## [AIM 1]
In the opinion piece on Pakistan's political and economic turmoil, why was consumerism promoted, and how did it lead to the electricity supply deficit?
## [AIM 2]
Rewrite the opinion piece on Pakistan's political and economic turmoil from "Democracy: the best" up to and including "mourns for her.", swapping "mourns" for "grieves".

Democracy: the best revenge

Daily: The Statesman
Date: 06.01.08

After Afghanistan and Iraq, Pakistan has been hit by the after-shocks of 9/11 event.
December 27 was one of them devouring the life of a precious Pakistani politician, Benazir
Bhutto. The nation mourns for her.

With departure of Benazir from the political scene, Pakistan has plunged into a state of
political orphanage where there has been left no towering international figure to fill the void
to tackle both domestic and foreign issues single-handedly. She had inherited that
charismatic legacy of her father, the late Zulfiqar Ali Bhutto, who had created an upheaval
in the socio-political lives of the downtrodden now called jiyalas of the PPP. The
consequent picture projected the PPP as an anti-establishment party, the party that shared
crumbs of power and economic reward with the masses. Roti, Kapra aur Makan is the
slogan that still stirs the impoverished masses and magnetizes them to rally around the
PPP. The slogan is now more in currency when the era of the financial wizard of the
Citibank group, Shaukat Aziz, is over.

Today, the societal divide between haves and have-nots stands conspicuous. In the
immediate past, the agriculture economy of Pakistan was dealt as if it had been an
industrial financial arrangement. Consequently, the whole society is grappling with the
onslaught of the debit and credit forces. The resultant consumerism, which was promoted
to boost the economy as it made the consumers to pay indirect taxes, has plunged the
whole country into electricity supply deficit. The consumerism prodded people to consume
more energy than the State could supply thereby engendering adverse effects. Surely, the
victim of the same economic upsurge is the economy itself. The economy is bound to take a
nose drive when the industry is hamstrung functionally at the expense of the common
consumers thereby actuating a meager industrial output as well as deficit in export
earnings. The net economic gain may come to the cipher.

Taken together, the country is in unprecedented political and economic turmoil. To add
insult to injury, the other day, the President Pervaiz Musharraf said at a press gathering
that washing off murder scene at the gate of Liaqat Bagh, Rawalpindi was an ‘inefficiency’
of the administration. Nonetheless, he failed to hold the administrators accountable and
bringing the names of the inefficient ones to the public. It would be a surprise to know if the
crime scene were washed by the lower staffers without getting any approval from the high-
ups. Today, only the efficiency of hosing down the crime scene has compelled people to
raise the accusing fingers at the pro-Musharraf camp. Even Musharraf felt compelled to
shrug off the accusations of having blood on his hand. If it is not, what otherwise a display
of the administrative failure could be! Nevertheless, Musharraf is never short of words to
discredit politicians; Musharraf never leave a chance to cover up an administrative failure of
those working under him even if they commit foul. Cleaning off the crime scene is a recent
example while severe beating of the journalists by the Islamabad police outside the election
commission office on September 29 is another one. In the latter case, all the convicts have
been exonerated by the Supreme Court in the post-PCO phase; the same would be the fate
of the failed administrators in the former case. Looking from another angle, Pakistan has
arrived at the point where meddling by the non-political elements into the political course of
the country has become a bane. Compromising with the non-democratic forces has been
named as pragmatism while uncompromising on the democratic principles has been
condemned. Musharraf era will be remembered as introducing such trend in the democratic
polity of the country. Surely, the reason is one point agenda: perpetuation of rule what
come may. Those who concede to the mode of perpetuation will stay; all others will have to
wait till the end of the next five years – a fait accompli.

## [ENTRIES SHOWN]

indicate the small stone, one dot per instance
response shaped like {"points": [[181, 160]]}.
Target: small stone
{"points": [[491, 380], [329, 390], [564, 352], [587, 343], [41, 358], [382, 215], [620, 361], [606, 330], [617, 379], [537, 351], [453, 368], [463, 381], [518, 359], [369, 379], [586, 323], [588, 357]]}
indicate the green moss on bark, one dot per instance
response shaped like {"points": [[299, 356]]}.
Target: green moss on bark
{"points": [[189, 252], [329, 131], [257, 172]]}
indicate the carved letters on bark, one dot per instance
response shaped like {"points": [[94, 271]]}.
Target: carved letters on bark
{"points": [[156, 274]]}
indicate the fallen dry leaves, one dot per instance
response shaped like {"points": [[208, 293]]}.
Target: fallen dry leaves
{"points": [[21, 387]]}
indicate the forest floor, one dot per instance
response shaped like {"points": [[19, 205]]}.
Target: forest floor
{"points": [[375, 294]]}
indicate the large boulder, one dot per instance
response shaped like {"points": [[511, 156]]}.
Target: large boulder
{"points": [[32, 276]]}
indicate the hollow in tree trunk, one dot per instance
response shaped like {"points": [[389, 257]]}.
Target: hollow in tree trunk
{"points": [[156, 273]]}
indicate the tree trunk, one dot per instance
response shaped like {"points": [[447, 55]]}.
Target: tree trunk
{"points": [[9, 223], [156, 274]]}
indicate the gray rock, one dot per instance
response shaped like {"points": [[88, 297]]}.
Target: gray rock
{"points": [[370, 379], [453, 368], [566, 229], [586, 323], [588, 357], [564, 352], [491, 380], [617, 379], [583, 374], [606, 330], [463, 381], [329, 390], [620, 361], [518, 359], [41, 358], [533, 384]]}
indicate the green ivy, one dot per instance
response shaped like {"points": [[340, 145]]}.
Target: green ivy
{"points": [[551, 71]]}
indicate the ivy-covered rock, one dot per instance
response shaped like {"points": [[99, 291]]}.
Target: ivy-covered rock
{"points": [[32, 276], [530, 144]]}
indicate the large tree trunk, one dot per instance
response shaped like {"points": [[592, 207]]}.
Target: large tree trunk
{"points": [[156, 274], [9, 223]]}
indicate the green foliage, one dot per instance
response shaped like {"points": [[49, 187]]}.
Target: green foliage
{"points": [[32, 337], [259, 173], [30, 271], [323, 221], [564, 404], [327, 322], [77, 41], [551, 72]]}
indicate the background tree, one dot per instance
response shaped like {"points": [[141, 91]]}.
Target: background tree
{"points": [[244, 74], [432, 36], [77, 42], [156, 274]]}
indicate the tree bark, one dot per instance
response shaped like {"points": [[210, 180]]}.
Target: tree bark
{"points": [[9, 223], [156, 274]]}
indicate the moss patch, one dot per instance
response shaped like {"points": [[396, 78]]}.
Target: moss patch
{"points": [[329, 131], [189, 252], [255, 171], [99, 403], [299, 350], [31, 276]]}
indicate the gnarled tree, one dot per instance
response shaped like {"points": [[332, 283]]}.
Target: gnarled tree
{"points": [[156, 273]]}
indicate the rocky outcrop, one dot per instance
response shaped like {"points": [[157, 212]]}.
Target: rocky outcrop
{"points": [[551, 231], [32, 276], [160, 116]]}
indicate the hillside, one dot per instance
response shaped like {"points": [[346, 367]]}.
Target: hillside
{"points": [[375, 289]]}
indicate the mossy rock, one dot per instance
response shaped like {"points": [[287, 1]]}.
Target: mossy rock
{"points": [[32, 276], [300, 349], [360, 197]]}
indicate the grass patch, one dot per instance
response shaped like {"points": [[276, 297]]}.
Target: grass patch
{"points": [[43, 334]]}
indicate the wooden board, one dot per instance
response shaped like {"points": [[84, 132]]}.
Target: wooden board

## [WRITTEN REPLY 1]
Consumerism was promoted to boost the economy, because it made consumers pay indirect taxes. It pushed people to use more energy than the State could supply, and that plunged the whole country into an electricity supply deficit.

## [WRITTEN REPLY 2]
Democracy: the best revenge

Daily: The Statesman
Date: 06.01.08

After Afghanistan and Iraq, Pakistan has been hit by the after-shocks of 9/11 event.
December 27 was one of them devouring the life of a precious Pakistani politician, Benazir
Bhutto. The nation grieves for her.